Data lines
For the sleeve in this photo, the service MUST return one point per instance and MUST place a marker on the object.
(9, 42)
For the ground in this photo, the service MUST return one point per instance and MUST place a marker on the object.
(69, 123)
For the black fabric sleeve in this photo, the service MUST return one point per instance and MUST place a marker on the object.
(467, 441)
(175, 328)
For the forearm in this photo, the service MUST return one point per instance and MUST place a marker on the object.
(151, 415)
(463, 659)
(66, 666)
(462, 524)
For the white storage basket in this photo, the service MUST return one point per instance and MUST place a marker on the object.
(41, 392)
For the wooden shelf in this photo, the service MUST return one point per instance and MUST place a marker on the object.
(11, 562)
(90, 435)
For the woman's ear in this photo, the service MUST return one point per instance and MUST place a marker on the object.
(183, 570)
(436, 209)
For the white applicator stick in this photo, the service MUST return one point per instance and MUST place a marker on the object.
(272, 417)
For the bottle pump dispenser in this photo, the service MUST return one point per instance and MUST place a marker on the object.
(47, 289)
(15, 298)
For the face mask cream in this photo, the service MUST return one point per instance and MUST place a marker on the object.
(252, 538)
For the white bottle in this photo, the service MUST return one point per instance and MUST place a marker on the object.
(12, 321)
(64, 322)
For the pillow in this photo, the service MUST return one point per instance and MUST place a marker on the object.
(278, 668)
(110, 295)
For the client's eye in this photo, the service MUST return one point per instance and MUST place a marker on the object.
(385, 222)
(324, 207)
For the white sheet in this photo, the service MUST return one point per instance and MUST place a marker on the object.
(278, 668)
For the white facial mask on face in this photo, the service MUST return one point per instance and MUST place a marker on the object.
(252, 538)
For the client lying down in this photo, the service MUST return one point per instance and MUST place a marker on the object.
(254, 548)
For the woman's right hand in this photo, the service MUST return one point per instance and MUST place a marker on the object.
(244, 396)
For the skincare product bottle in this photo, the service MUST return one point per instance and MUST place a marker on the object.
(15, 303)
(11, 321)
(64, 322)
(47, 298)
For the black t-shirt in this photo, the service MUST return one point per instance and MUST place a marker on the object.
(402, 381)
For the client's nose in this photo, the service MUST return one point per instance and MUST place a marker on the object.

Task brief
Starting at the line that contains "For the skincare" and ending at the last line of the entries, write out every line again in full. Offset each coordinate in the answers by adding -92 to it.

The response
For the skincare product bottle in this photo, the service MUST return one point per instance and MUST place a marker on the object.
(-77, 211)
(-81, 229)
(-28, 230)
(-45, 206)
For the black t-shirt in this photo, the service MUST return one point per instance and MUST place a marker on the object.
(310, 289)
For the client's nose in this photo, the service MUST return one point per instance and MUST place a marker on the object.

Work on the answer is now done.